*Aim*.
Copy out only the span from the line with "the red lettering" to the end of the data, both ends kept, word for word.

[Point-based annotation data]
►

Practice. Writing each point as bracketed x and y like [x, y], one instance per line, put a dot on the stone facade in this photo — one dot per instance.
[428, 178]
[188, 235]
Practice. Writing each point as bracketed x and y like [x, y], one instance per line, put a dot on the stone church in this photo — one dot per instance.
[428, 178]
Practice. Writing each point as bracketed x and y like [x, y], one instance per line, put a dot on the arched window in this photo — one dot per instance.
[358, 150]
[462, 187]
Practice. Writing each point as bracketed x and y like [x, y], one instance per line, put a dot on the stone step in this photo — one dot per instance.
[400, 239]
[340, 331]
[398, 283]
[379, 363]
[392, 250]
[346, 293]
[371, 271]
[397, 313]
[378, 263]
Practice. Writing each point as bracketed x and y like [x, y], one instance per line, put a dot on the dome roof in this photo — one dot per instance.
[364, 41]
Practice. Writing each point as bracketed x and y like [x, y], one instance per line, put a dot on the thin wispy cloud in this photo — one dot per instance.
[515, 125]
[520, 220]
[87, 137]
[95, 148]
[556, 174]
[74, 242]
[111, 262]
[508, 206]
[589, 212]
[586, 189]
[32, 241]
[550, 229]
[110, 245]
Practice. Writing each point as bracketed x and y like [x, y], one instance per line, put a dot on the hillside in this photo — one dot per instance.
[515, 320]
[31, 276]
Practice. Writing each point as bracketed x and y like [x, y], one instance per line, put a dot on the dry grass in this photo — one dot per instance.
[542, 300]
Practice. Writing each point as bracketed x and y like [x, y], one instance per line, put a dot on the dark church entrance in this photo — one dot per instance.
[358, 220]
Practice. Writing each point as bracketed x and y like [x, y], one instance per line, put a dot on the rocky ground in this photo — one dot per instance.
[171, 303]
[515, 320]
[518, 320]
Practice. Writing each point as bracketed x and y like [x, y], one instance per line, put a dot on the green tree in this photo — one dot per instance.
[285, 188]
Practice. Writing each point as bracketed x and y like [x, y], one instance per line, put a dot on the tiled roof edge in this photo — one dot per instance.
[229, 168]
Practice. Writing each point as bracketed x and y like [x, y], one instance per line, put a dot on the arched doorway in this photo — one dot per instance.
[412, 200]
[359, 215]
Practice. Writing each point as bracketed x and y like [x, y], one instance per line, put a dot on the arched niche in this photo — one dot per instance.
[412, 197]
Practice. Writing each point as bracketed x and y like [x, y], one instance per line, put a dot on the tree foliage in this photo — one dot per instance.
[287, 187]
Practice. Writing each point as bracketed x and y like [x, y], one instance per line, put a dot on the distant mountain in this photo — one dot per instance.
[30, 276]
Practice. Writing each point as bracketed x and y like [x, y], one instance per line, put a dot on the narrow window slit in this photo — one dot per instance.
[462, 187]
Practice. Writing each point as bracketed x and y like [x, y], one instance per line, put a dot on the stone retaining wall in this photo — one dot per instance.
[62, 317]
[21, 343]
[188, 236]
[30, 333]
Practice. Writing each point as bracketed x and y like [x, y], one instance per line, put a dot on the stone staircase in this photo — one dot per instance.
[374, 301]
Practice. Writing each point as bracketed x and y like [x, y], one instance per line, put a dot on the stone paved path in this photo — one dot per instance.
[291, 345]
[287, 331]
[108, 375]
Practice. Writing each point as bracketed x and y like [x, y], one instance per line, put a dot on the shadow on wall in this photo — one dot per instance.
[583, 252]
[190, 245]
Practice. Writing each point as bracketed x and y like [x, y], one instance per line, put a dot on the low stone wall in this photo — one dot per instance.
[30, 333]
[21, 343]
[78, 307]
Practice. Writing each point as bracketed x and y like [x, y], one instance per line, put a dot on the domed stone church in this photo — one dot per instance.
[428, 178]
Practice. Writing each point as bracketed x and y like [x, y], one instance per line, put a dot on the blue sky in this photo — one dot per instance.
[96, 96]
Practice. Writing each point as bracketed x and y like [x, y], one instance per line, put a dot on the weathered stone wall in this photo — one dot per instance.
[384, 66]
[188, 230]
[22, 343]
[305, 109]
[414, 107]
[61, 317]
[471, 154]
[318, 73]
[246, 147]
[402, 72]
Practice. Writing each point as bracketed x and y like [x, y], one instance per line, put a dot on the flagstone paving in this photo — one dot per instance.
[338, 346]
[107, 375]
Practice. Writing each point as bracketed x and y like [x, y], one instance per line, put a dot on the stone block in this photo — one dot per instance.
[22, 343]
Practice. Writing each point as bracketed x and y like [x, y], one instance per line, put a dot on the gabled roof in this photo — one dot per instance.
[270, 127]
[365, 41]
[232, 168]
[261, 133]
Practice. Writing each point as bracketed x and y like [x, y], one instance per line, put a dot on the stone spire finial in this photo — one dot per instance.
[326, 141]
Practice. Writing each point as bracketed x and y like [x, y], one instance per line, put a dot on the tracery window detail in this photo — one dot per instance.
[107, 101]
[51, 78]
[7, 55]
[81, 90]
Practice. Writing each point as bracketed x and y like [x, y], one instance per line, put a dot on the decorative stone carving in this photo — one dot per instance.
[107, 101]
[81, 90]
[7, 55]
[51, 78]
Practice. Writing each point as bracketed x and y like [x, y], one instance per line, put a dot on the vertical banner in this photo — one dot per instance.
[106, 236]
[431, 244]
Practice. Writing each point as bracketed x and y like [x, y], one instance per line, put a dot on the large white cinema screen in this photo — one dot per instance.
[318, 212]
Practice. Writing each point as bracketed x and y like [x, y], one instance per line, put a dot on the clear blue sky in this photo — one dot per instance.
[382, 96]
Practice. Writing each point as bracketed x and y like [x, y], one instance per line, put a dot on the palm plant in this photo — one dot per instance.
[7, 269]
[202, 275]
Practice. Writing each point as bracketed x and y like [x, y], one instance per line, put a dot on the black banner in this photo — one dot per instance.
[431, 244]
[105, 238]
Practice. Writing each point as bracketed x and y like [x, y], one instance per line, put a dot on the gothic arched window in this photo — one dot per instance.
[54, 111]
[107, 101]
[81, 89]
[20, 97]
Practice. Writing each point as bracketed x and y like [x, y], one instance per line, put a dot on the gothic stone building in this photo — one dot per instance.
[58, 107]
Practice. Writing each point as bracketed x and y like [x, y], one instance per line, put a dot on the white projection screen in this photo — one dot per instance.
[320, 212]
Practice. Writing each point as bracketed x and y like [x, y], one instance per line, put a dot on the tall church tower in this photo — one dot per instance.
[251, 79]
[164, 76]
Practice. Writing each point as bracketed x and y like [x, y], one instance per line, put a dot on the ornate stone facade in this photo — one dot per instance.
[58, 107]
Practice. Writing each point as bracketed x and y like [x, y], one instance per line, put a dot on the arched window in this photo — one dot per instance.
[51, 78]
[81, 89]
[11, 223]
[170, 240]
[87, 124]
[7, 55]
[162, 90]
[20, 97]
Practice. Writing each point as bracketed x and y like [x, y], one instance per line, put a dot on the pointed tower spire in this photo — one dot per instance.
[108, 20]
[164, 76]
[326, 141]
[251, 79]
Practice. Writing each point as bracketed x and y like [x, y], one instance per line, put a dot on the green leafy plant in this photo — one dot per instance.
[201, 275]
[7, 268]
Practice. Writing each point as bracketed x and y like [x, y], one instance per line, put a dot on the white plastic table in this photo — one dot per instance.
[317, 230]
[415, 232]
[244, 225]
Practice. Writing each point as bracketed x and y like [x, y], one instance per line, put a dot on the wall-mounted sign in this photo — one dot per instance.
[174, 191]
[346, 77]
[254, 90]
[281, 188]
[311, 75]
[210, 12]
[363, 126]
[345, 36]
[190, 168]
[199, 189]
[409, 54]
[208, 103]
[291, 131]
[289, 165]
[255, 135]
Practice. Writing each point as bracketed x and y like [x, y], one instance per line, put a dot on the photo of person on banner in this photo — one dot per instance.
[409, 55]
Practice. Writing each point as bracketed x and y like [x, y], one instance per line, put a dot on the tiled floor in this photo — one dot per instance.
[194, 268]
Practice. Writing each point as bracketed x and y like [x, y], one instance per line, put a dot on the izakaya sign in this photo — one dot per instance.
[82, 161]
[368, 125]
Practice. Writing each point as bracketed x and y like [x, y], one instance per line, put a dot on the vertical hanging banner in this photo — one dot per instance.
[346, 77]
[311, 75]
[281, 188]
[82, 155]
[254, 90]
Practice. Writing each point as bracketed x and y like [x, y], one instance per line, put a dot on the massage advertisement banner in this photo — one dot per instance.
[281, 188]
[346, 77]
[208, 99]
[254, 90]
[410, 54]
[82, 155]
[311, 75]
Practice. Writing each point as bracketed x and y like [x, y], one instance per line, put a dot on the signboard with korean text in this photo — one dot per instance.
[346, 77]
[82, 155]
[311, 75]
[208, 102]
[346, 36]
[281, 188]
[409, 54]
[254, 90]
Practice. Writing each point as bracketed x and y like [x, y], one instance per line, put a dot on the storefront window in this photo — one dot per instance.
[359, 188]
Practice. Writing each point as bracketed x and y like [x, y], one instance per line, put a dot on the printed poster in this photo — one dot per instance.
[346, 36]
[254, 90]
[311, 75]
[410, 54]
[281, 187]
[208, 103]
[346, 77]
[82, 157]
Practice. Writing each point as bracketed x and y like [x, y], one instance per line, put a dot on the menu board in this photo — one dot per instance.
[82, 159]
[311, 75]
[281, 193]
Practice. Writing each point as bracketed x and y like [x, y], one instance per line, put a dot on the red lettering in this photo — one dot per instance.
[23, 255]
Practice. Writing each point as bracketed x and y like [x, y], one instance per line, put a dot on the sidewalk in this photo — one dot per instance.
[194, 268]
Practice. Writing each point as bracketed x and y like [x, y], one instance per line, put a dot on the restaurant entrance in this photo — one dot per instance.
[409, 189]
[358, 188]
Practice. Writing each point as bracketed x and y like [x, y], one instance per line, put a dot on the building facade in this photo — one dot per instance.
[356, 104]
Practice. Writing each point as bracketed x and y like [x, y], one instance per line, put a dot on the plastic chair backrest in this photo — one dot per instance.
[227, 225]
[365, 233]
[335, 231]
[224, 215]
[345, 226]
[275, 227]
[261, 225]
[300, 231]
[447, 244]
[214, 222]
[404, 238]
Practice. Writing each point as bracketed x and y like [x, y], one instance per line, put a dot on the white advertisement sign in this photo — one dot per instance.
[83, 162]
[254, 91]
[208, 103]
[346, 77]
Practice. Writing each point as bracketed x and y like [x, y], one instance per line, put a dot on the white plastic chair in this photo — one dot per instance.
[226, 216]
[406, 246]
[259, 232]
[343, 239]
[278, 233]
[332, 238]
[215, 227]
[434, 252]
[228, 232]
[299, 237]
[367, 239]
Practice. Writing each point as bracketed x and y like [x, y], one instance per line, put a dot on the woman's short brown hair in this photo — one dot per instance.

◄

*Worked solution*.
Practice. Writing each point as bracketed x and y like [x, y], one instance per line, put a dot on the red lettering in this photo — one dot per instance.
[23, 255]
Practice. Writing each point as bracketed x and y like [x, y], one instance per line, put a dot on the sidewalk in this photo — one dot per instance.
[194, 268]
Practice. Writing each point as bracketed x and y like [x, y], one instance per line, put a dot on the restaurant entrance in this photo — one dot per instance.
[409, 189]
[358, 188]
Practice. Writing each point as bracketed x and y like [x, y], one instance per line, put a dot on the building facade in this photo — one dot per instance.
[356, 104]
Practice. Writing each point as bracketed x and y like [x, y], one instance per line, put a dot on the plastic chair backrest in this photo — one dot per instance.
[227, 225]
[365, 233]
[335, 231]
[224, 215]
[345, 226]
[275, 227]
[261, 225]
[300, 231]
[447, 244]
[214, 222]
[404, 238]
Practice. Writing each point as bracketed x and y like [x, y], one instance per line, put a dot on the white advertisement sign in this photo — one dot per instance.
[83, 162]
[254, 91]
[208, 103]
[346, 77]
Practice. Writing each point as bracketed x and y like [x, y], one instance per line, put a dot on the white plastic chair in this photo — one dot per instance.
[226, 216]
[406, 246]
[259, 232]
[343, 239]
[278, 233]
[332, 238]
[215, 227]
[434, 252]
[228, 232]
[299, 237]
[367, 239]
Practice. Writing each point as bracketed x and y like [x, y], one instance per line, put a dot on the woman's short brown hair in this photo — one dot per instance.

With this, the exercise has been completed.